Dataset entries
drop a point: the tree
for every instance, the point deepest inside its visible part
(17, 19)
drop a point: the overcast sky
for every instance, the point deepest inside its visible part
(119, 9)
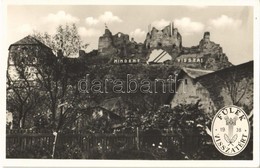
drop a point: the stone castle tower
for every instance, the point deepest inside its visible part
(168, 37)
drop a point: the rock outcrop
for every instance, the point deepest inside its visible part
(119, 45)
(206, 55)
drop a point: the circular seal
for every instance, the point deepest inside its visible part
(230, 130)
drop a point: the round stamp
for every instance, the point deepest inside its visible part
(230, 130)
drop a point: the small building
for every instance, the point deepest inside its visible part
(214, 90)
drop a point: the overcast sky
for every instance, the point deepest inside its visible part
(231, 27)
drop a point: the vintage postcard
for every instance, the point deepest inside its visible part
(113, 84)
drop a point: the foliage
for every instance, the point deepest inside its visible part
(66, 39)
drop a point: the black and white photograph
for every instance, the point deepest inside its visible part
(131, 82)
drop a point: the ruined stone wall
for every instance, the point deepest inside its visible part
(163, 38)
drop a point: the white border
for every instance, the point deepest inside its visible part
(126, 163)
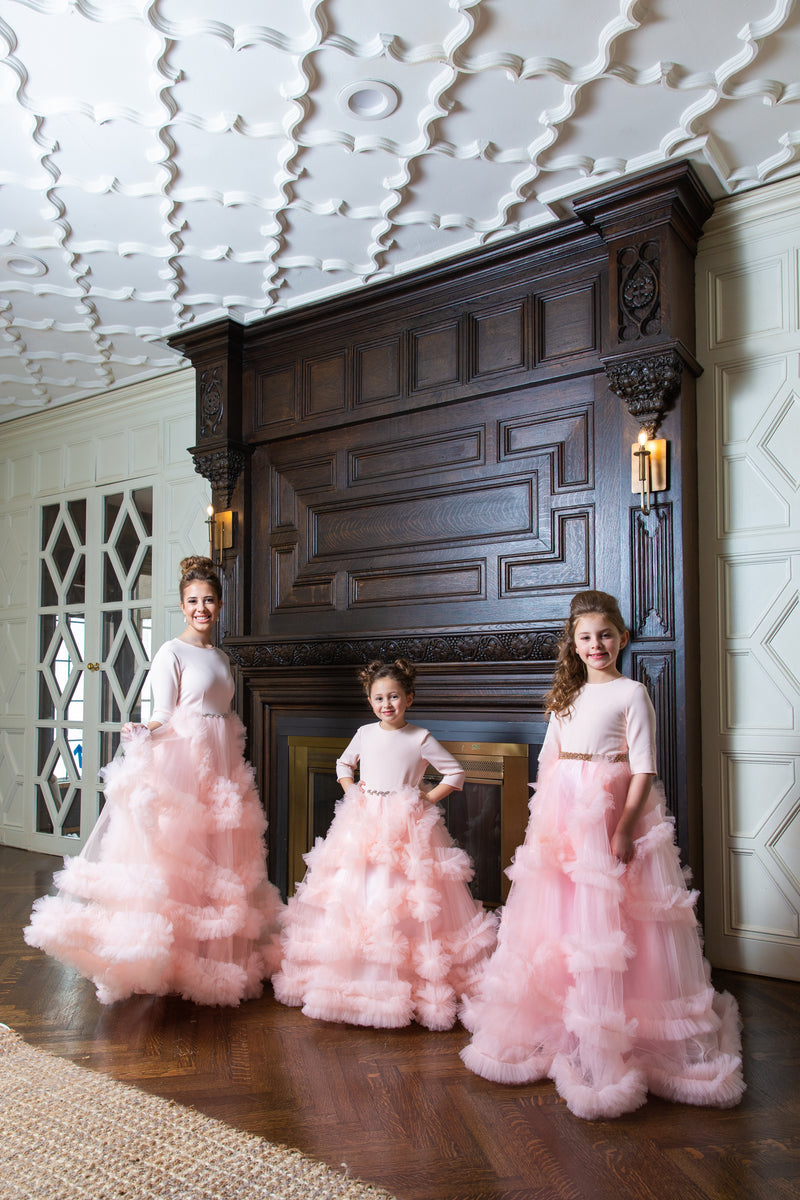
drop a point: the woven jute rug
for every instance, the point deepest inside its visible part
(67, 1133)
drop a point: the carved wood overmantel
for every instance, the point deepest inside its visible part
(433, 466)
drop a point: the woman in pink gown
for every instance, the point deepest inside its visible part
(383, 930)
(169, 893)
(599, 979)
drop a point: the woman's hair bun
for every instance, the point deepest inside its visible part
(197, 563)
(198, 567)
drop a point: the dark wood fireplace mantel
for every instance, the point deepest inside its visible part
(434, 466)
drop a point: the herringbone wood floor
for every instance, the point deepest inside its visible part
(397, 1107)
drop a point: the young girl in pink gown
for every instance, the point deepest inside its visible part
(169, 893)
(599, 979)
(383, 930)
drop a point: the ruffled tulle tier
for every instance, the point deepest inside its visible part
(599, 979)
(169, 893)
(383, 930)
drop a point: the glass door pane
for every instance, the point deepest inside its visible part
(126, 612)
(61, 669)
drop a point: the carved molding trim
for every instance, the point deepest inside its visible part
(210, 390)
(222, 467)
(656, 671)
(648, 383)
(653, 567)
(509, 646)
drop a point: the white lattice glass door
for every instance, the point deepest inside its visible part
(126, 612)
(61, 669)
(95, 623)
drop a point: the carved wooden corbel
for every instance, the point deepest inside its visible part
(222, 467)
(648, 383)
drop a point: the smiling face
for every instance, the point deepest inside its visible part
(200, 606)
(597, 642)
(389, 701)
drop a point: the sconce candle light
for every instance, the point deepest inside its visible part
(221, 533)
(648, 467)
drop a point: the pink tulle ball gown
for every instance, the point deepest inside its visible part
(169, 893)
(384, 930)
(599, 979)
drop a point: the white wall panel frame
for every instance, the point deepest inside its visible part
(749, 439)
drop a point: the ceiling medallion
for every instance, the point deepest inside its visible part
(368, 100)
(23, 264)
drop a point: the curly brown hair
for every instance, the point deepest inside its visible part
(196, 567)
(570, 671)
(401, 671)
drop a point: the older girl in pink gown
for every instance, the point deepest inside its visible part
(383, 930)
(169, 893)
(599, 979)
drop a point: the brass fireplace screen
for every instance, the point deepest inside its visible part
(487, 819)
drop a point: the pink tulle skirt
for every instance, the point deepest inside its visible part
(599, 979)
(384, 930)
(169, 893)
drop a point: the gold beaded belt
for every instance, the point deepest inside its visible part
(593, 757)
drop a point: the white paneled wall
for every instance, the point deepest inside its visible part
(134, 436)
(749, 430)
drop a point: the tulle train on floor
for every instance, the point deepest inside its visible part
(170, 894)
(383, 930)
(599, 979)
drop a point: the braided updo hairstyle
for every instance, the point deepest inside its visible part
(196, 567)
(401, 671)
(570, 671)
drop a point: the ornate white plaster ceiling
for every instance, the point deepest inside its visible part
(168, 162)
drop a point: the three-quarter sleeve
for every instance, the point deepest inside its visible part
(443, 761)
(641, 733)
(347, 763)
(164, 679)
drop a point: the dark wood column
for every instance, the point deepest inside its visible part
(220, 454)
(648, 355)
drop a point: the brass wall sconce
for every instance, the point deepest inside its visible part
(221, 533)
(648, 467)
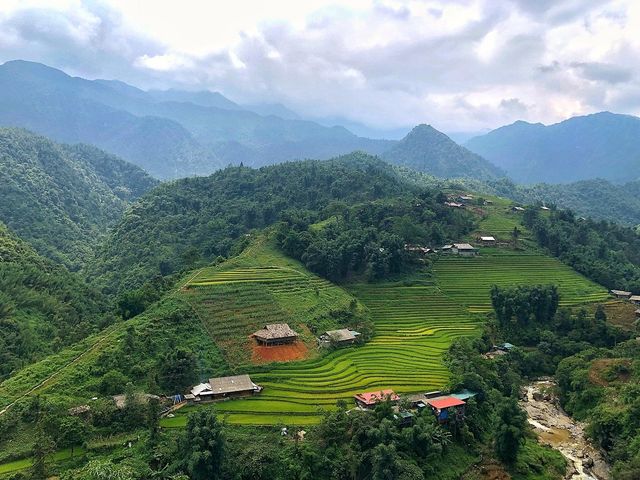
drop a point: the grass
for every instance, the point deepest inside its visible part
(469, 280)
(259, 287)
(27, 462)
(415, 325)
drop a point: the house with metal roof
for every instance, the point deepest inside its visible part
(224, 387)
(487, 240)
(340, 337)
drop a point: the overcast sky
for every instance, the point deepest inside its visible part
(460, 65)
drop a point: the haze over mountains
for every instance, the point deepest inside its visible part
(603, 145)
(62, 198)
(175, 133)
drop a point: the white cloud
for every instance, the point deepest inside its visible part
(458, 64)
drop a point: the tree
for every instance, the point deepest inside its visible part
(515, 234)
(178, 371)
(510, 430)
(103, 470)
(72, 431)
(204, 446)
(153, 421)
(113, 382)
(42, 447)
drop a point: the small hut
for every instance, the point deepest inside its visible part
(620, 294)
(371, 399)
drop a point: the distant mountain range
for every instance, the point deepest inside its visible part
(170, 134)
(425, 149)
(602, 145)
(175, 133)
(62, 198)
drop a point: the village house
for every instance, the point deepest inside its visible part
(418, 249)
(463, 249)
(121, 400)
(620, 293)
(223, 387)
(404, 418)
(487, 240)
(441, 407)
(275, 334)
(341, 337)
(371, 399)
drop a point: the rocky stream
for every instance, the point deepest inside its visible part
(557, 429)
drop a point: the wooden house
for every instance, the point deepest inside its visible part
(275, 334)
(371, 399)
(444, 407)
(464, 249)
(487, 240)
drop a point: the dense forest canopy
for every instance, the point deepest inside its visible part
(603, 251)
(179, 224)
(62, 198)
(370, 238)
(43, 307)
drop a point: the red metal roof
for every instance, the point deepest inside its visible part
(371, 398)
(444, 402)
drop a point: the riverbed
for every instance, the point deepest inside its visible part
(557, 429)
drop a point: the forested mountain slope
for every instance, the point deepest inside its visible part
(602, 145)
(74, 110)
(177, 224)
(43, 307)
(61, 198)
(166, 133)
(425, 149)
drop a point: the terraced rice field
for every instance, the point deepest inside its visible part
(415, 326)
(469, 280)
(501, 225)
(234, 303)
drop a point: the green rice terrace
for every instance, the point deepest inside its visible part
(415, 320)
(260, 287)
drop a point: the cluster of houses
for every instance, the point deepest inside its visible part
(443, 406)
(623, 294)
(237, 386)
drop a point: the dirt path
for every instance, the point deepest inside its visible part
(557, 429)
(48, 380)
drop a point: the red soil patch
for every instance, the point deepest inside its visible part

→ **Required work**
What is needed is a copy of every line above in which "fireplace" appears.

→ **Exercise solution**
drop a point: the dark wood fireplace mantel
drop a point: the brass fireplace screen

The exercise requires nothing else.